» **WHAT THE TASK REQUIRES**
Every line of the data that includes "segment" should be copied out.
....
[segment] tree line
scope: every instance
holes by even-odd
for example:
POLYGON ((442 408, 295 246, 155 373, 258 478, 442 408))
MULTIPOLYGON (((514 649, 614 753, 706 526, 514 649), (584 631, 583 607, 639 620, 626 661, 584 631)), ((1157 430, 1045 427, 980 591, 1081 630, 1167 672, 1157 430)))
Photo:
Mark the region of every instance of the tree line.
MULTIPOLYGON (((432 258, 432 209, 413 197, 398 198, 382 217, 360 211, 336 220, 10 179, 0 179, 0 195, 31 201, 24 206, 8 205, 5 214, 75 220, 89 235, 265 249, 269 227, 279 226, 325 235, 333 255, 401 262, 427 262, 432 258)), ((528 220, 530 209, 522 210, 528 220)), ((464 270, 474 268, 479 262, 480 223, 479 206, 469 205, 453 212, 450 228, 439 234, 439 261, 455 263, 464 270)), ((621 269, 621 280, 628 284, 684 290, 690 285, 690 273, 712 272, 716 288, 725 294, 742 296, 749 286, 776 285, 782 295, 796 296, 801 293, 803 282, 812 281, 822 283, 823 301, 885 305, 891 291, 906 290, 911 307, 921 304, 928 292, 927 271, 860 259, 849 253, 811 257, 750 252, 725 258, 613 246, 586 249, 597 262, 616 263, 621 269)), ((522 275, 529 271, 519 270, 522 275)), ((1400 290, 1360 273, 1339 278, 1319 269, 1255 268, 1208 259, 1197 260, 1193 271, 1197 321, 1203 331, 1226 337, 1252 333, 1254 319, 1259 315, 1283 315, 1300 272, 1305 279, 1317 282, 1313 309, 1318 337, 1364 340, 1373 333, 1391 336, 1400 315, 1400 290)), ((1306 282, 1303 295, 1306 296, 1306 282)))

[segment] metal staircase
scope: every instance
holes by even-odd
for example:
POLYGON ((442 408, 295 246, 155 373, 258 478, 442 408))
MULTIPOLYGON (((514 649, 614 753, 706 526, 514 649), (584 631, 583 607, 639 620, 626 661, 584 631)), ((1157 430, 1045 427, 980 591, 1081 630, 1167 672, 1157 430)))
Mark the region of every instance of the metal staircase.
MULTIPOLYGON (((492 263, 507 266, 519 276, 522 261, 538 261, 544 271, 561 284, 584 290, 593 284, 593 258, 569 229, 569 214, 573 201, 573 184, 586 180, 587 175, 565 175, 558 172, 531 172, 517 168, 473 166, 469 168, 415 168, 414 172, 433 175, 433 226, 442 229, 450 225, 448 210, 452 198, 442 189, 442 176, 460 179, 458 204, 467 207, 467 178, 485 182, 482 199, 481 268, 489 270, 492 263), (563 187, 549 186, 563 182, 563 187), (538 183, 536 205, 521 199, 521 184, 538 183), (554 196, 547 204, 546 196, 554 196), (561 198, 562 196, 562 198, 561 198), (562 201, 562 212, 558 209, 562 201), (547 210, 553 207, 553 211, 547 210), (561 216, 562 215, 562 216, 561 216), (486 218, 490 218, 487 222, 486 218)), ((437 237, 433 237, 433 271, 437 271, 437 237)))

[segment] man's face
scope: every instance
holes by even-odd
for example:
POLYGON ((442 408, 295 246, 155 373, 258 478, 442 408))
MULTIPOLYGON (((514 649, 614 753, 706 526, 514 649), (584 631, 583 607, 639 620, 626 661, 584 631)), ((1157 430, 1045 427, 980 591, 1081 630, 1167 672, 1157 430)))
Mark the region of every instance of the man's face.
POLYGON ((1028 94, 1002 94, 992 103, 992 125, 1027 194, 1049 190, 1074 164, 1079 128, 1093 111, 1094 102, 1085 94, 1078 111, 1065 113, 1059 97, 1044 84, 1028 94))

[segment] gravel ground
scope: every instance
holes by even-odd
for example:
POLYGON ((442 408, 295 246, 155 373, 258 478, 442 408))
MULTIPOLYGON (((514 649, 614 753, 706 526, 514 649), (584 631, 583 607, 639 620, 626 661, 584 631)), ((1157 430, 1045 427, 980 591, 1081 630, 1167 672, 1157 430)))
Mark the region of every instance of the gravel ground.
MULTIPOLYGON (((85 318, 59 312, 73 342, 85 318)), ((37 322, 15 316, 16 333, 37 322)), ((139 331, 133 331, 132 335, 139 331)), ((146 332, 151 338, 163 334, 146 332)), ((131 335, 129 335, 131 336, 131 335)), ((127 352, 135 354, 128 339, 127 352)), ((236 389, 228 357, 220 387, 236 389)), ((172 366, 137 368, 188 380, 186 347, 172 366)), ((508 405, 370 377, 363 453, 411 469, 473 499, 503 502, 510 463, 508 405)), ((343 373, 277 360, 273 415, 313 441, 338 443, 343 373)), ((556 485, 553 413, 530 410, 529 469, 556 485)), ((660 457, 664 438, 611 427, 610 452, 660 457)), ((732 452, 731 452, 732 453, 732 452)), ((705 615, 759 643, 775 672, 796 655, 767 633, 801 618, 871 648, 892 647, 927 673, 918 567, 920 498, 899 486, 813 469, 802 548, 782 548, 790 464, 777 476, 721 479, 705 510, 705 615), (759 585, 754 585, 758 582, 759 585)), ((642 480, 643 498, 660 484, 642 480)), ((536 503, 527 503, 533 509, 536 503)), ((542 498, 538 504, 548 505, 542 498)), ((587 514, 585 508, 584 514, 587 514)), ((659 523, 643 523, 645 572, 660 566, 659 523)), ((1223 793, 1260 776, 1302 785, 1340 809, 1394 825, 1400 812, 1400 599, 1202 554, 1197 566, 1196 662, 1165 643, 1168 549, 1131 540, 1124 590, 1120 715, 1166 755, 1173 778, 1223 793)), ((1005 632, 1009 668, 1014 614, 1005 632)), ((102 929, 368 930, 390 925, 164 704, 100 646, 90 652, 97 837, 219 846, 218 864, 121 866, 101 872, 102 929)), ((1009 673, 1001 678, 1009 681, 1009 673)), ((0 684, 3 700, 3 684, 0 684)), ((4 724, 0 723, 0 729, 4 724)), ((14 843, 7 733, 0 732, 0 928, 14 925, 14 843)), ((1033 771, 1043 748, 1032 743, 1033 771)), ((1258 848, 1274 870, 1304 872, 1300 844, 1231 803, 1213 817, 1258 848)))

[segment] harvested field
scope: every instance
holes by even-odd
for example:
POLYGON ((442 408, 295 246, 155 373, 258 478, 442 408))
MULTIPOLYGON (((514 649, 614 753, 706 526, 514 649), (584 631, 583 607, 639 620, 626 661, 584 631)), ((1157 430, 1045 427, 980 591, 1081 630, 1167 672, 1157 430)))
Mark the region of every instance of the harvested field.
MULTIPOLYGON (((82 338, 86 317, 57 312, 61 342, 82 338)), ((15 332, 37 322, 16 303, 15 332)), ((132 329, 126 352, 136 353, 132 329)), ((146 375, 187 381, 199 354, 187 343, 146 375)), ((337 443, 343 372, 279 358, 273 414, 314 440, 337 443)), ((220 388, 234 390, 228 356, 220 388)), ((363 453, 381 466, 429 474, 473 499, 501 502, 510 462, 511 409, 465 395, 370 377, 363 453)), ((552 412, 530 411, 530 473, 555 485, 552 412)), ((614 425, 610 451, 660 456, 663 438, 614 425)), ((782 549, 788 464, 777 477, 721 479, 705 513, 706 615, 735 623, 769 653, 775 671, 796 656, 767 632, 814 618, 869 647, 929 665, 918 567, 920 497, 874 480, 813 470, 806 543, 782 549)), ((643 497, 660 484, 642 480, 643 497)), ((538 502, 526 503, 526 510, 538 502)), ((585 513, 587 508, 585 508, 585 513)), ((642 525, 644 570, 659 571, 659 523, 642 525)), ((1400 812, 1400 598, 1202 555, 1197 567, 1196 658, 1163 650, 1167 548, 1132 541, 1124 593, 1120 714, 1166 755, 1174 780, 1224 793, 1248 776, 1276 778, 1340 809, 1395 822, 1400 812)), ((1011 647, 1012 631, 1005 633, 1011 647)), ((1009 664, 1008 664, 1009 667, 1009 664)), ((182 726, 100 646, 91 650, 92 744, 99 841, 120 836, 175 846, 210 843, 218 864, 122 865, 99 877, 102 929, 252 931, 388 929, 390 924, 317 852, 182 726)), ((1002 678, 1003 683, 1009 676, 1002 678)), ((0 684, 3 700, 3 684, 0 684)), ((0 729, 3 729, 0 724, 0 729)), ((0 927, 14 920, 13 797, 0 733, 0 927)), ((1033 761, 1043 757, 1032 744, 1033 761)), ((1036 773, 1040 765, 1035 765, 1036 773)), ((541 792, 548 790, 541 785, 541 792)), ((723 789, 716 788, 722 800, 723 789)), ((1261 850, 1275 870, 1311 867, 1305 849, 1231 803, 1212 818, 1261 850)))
....
» **RESPONSE AREA**
[segment] tree line
[segment] metal staircase
[segment] man's face
[segment] gravel ground
[segment] harvested field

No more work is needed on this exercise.